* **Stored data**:
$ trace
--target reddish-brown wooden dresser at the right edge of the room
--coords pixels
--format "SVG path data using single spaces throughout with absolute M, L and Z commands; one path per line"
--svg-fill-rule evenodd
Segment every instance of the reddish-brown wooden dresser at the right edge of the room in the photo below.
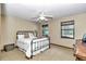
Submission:
M 86 43 L 83 42 L 82 39 L 76 40 L 74 51 L 76 60 L 86 61 Z

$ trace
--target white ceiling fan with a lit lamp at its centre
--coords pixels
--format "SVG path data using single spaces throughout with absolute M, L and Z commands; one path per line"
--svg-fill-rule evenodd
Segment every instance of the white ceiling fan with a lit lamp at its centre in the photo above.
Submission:
M 40 12 L 38 16 L 33 20 L 36 22 L 48 22 L 49 20 L 52 20 L 52 15 L 45 15 L 44 12 Z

* **Exercise prompt**: The answer must consist of every line from the records above that holds "room".

* **Solution to this task**:
--target reddish-brown wooden dresser at the right edge of the room
Segment every instance of the reddish-brown wooden dresser at the right edge of the room in the photo below.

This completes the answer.